* [Ausgewählter Auszug]:
▬▬▬
# Der Stint ist da - Saison beginnt. Wird es diesmal besser?



## Thomas9904 (11. Dezember 2017)

Redaktionell







*Der Stint ist da - Saison beginnt
Wird es diesmal besser?​*
*Der Stint ist ein reiner Saisonfisch, der keine all zu große Rolle in der Fischerei spielt, aber traditionell noch befischt wird. Die Schwärme sind nun an der Küste angekommen, sie werden bis März bis nach Hamburg hochziehen. Auch viele Angler holen sich da ihren Anteil an den "Gurkenfischen", jetzt sind zuerst mal die Fischer an der Küste dran mit fangen. Der Stint wurde auch immer weniger. Wie die aktuelle Saison ausfallen wird, muss sich erst zeigen*

An der Küste wäre der Stint nun angekommen, die Fischerei würde beginnen, meldet das Hamburger Abendblatt:
https://www.abendblatt.de/region/ni...ist-da-An-den-Kuesten-beginnt-die-Saison.html

Auch wenn der Stint finanziell keine große Rolle in der Fischerei spielt, gibt es noch ein paar Fischer, die ihn fangen und vermarkten.

Erst dieses Jahr im März zur Stintsaison in Hamburg mussten wir berichten, dass schon zum zweiten Mal in Folge die Stintfänge der Fischer deutlich nachgelassen hatten, auch Angler fingen immer weniger:
Wo bleibt der Stint? Fischkrise in der Elbe

Leider war dem aktuellen Artikel der Abendzeitung nicht zu entnehmen, wie groß die Schwärme wären oder wie der Bestand aussieht - nur, dass es nun losgehen würde mit der Fischereisaison.

Wie immer werden wir auch da dran bleiben..

Thomas Finkbeiner


----------



## hans albers (11. Dezember 2017)

*AW: Der Stint ist da - Saison beginnt. Wird es diesmal besser?*

naja, wenn die "saison" so wird wie letztes und vorletztes jahr, dann
kann man das wort eigentlich nicht mehr gebrauchen..

habe da kein gutes gefühl beim stint,
obwohl die bestände schon mal ganz gut waren..
▬▬▬
* [Bereitgestellte Daten]:
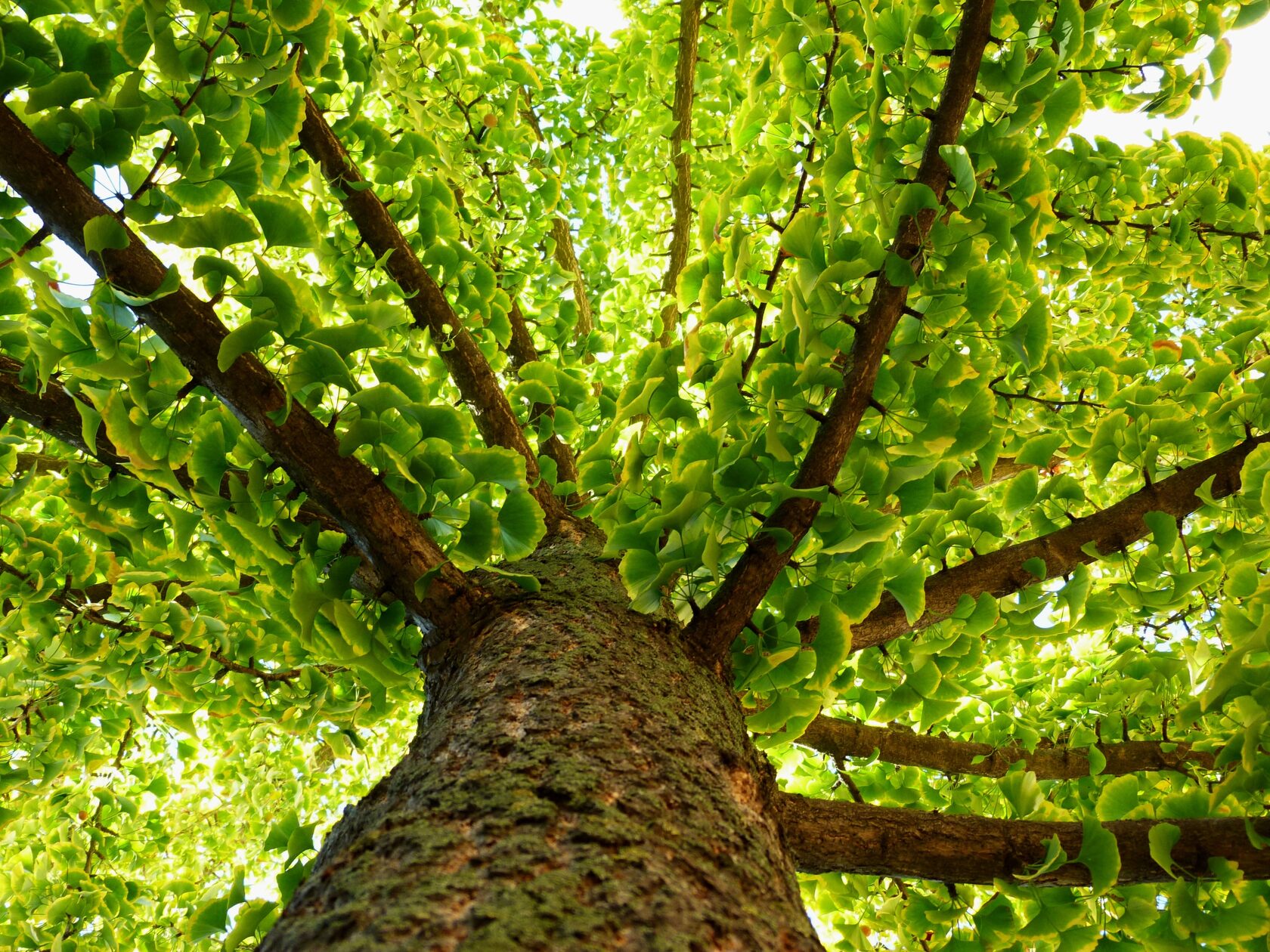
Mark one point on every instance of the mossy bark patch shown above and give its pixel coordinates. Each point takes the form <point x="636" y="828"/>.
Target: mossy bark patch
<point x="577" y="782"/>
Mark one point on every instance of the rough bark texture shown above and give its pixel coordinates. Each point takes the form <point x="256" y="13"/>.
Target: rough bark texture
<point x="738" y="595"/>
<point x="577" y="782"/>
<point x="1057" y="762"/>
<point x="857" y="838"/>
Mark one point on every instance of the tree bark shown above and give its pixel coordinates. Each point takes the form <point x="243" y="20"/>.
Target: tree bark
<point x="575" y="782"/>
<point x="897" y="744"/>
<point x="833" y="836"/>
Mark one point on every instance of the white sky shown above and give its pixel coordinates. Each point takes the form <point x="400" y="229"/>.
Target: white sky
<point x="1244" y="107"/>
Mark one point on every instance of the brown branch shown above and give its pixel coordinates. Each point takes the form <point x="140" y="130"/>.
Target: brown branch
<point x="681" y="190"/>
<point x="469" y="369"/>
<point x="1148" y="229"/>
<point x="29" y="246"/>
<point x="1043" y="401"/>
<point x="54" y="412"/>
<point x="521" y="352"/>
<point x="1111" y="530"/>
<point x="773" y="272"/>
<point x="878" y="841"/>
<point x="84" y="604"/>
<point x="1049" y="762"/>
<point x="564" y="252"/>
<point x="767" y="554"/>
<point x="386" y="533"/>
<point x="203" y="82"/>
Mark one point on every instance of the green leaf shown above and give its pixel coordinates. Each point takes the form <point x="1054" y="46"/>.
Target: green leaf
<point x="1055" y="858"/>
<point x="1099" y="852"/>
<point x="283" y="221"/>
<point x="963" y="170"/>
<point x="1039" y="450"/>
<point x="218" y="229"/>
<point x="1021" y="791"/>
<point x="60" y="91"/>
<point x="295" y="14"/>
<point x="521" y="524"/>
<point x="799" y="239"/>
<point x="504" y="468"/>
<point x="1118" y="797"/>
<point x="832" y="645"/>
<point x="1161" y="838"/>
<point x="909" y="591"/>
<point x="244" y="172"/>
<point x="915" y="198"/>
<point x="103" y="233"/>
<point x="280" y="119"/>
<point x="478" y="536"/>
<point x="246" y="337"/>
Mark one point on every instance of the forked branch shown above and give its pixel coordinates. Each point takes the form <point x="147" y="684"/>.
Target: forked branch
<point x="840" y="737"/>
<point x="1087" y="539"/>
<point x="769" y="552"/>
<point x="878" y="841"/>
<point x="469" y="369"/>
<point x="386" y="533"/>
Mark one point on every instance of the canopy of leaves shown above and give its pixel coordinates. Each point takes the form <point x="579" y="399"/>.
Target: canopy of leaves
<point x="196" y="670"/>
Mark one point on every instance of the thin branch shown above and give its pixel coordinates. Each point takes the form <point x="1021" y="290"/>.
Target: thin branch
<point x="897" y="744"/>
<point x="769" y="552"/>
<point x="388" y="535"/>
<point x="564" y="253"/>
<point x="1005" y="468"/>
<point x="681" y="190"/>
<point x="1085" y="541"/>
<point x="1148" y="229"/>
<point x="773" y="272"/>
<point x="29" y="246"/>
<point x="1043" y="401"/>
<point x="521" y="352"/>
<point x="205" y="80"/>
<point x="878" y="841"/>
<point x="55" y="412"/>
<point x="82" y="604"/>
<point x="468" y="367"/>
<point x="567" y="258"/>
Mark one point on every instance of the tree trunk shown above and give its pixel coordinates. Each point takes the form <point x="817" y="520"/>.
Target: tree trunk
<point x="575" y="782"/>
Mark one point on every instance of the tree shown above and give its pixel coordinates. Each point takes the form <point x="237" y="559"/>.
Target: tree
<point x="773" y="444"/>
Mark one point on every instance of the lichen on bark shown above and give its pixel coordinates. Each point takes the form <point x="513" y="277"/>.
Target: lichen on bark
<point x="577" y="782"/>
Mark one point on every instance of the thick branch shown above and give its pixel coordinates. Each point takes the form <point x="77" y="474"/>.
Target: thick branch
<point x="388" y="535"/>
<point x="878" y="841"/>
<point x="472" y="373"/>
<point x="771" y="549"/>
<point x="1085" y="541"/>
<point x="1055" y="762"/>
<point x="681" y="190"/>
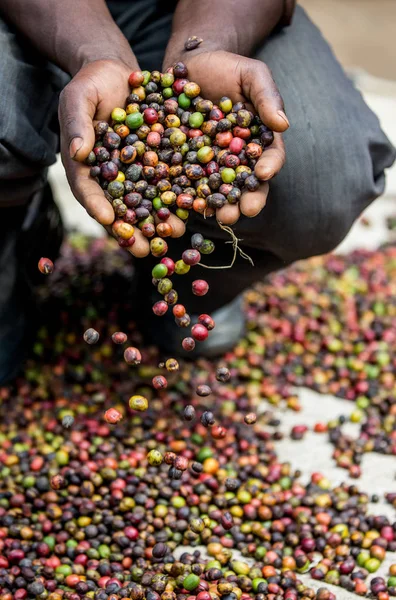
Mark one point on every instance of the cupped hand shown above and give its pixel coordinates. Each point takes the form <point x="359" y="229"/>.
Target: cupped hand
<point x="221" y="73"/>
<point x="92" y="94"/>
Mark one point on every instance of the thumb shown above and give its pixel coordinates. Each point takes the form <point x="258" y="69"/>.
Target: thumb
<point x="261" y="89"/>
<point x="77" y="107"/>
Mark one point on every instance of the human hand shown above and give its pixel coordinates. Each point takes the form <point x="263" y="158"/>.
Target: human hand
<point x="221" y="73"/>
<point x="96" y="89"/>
▬▬▬
* [Zu erledigen]: Gib aus dem Auszug zum Stint den Abschnitt wörtlich wieder, der bei „Auch wenn der“ beginnt und bei „mit der Fischereisaison.“ endet. Die Einträge stammen aus einer anderen Quelle.

* [Ergebnis]:
Auch wenn der Stint finanziell keine große Rolle in der Fischerei spielt, gibt es noch ein paar Fischer, die ihn fangen und vermarkten.

Erst dieses Jahr im März zur Stintsaison in Hamburg mussten wir berichten, dass schon zum zweiten Mal in Folge die Stintfänge der Fischer deutlich nachgelassen hatten, auch Angler fingen immer weniger:
Wo bleibt der Stint? Fischkrise in der Elbe

Leider war dem aktuellen Artikel der Abendzeitung nicht zu entnehmen, wie groß die Schwärme wären oder wie der Bestand aussieht - nur, dass es nun losgehen würde mit der Fischereisaison.